Passage given:
Web-scraping the Texas Executed Offenders List

Due date: 1:00 PM, 2017-02-09

Points: 20

A web-scraping exercise using a mirror of the Texas Department of Criminal Justice’s executed offenders page:

http://wgetsnaps.github.io/tdcj-executed-offenders/death_row/dr_executed_offenders.html

The relevant reading about web-scraping in Python is here:

Beautiful Soup - HTML and XML parsing

This homework revisits the data that we used in: Contrived Clueless Command Line Data Crunching

Although this is just an exercise in web-scraping, here are some examples of what has been done with scraping death penalty related data:

Requirements

Send an email to me with this subject: compciv-2017::your_sunet_id::texas-executed-scrape

It should contain 3 scripts as attachments (details are described below):

  • when-who.py
  • young-old.py
  • religious-last-words.py

Use this mirror of the Texas executed offenders page:

http://wgetsnaps.github.io/tdcj-executed-offenders/death_row/dr_executed_offenders.html

1. when-who.py: Print out date and race of executions

When I run your Python script like this:

$ python when-who.py

It should parse the Executed Offenders HTML table and print out 2-column CSV output of the date and the race of each executed offender. You can leave date in its plaintext format as found on the HTML page.

Thus, the first five lines of output should look like this:

race,date
Black,11/18/2015
Hispanic,10/14/2015
Hispanic,10/6/2015
Hispanic,08/12/2015

The last 5 lines should look like this:

White,01/16/1985
White,10/30/1984
White,03/31/1984
White,03/14/1984
Black,12/07/1982

Warning

Look at the whitespace

Note the exact expected output, including the white space.

Specifically, your first 5 lines should NOT look like this:

race,date
Black,11/18/2015
Hispanic,10/14/2015
Hispanic ,10/6/2015
Hispanic,08/12/2015

(use the string object’s strip() method to remove trailing whitespace)

2. young-old.py: Oldest and youngest executed offenders

When I run your Python script like this:

$ python young-old.py

I expect to see this output:

Youngest offender to be executed was 24-year-old Toronto Patterson from Dallas County, on 08/28/2002
Oldest offender to be executed was 67-year-old Lester Bower from Grayson county, on 06/03/2015

Note that this is a lesson about sorting, which we did in the last assignment.

Record excerpts:

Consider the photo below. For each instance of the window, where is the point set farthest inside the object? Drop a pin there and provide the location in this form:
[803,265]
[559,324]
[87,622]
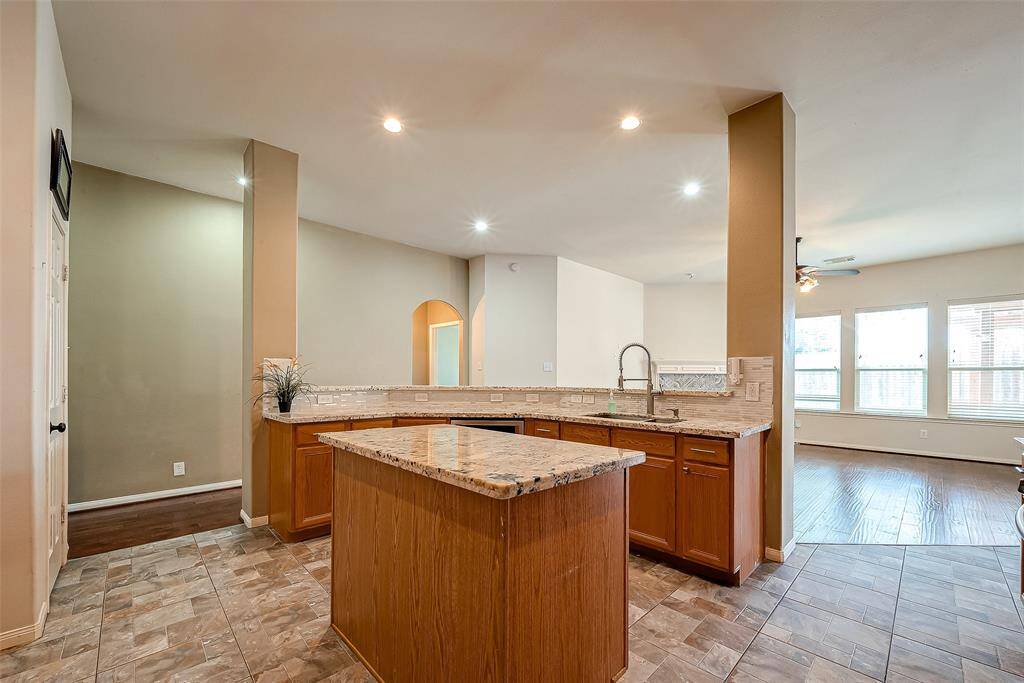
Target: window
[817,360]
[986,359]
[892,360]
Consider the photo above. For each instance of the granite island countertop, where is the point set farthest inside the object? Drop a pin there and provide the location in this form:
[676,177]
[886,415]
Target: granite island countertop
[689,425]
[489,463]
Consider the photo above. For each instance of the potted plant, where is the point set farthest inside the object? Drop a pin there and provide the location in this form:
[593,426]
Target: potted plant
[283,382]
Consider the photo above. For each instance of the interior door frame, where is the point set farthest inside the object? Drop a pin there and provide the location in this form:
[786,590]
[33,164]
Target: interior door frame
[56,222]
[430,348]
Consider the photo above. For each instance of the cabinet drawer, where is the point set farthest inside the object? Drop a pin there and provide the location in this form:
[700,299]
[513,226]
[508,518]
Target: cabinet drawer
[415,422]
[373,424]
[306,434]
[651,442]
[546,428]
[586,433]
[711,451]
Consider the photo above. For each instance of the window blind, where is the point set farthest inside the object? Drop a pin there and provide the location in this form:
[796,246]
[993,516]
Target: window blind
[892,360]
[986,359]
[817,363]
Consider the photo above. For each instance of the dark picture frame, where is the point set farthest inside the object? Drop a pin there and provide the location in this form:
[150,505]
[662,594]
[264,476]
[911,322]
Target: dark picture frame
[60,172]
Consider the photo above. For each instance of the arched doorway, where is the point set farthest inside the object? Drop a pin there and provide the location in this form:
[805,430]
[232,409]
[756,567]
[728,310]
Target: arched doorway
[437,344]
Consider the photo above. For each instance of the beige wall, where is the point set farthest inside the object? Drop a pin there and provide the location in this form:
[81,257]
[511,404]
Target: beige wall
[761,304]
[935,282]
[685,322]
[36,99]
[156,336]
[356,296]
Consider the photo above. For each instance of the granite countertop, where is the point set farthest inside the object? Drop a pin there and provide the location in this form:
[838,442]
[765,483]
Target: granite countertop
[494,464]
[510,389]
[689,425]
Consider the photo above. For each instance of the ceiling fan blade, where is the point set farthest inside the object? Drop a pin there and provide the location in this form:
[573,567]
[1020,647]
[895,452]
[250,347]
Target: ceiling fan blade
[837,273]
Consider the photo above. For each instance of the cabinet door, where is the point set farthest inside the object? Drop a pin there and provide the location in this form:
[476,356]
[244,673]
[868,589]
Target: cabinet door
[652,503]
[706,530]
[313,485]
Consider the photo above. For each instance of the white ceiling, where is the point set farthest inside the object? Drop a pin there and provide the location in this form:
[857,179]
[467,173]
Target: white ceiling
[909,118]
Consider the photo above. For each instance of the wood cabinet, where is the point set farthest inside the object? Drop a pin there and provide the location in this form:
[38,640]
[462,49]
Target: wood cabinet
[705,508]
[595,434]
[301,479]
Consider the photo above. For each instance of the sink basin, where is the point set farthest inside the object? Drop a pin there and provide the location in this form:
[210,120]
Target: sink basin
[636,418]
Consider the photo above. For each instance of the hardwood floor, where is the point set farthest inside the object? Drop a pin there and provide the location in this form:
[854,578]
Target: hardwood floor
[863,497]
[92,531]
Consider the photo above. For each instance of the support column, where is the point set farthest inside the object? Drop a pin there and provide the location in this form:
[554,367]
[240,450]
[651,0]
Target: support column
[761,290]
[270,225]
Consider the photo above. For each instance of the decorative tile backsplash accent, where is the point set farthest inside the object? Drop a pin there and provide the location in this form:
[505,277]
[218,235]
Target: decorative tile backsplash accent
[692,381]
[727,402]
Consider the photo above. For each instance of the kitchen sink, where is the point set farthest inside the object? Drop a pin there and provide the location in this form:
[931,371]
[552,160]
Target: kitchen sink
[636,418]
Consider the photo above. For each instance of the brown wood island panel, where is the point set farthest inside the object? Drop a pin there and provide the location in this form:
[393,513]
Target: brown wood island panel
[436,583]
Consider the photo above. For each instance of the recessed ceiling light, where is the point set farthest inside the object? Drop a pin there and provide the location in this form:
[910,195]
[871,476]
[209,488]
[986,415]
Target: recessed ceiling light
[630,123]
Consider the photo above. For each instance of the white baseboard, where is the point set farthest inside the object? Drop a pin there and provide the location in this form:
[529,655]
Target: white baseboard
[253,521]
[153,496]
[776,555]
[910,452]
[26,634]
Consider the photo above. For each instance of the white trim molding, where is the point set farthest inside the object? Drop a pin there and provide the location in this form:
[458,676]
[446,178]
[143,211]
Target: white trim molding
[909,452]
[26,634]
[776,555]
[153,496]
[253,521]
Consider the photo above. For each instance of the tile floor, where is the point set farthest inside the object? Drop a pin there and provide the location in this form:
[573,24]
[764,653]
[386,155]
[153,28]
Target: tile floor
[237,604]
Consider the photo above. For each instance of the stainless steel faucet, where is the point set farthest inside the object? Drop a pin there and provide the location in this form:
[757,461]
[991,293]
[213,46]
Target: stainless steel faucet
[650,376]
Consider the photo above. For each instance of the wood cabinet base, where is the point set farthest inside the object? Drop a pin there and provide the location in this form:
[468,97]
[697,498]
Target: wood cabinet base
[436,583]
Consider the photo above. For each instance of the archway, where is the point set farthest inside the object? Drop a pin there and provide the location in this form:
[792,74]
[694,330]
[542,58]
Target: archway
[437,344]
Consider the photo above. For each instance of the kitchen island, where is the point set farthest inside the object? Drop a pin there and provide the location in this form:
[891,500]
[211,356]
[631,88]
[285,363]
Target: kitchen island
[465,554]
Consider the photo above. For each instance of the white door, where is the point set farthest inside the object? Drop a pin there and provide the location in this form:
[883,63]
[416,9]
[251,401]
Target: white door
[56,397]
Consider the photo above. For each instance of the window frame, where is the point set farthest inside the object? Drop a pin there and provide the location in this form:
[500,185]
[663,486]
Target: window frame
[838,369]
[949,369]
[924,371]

==

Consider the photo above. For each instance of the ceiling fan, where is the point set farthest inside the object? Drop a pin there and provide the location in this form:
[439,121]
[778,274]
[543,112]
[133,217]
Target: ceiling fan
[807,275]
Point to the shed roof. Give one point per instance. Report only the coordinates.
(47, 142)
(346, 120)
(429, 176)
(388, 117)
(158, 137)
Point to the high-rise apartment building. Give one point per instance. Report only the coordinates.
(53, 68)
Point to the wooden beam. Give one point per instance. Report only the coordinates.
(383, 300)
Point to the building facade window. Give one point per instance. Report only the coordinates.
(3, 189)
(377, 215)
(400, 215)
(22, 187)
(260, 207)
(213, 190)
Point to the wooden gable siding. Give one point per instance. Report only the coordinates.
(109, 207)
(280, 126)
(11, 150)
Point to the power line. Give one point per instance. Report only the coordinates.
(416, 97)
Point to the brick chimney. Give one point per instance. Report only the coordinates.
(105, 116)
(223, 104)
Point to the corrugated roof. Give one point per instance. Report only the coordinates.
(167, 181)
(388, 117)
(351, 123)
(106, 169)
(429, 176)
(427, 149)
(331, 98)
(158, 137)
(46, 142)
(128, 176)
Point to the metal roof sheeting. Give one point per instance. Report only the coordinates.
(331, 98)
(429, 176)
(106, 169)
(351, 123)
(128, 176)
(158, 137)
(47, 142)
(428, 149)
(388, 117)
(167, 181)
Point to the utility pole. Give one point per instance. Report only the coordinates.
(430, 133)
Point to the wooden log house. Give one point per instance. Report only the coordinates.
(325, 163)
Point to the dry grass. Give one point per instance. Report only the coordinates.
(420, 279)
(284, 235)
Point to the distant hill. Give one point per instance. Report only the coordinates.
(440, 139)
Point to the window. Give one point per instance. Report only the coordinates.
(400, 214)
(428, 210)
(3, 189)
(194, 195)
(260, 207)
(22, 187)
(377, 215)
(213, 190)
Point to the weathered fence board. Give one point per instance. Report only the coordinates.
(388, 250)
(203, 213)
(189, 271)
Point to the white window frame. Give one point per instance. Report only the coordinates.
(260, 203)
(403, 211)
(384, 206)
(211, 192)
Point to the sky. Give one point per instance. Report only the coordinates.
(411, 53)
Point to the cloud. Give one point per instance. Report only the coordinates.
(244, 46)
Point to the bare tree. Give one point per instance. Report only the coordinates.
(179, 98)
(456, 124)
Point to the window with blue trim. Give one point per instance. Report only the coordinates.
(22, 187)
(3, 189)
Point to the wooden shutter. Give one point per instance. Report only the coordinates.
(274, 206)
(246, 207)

Directions for this task:
Reproduce word for word the part of the web-scraping assignment starting at "Youngest offender to" and ending at "the last assignment.".

The response:
Youngest offender to be executed was 24-year-old Toronto Patterson from Dallas County, on 08/28/2002
Oldest offender to be executed was 67-year-old Lester Bower from Grayson county, on 06/03/2015

Note that this is a lesson about sorting, which we did in the last assignment.